* **Written task**
Put each line of the data below into a numbered list, leaving out any blank lines.
══ Material ══
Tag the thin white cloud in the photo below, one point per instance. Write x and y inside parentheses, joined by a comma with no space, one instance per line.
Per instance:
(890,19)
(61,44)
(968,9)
═══
* **Task response**
1. Tag the thin white cloud in the photo below, one point per instance. Write x and y inside parentheses, joined by a comma with no space, one instance per line.
2. Per instance:
3. (890,19)
4. (61,44)
5. (968,9)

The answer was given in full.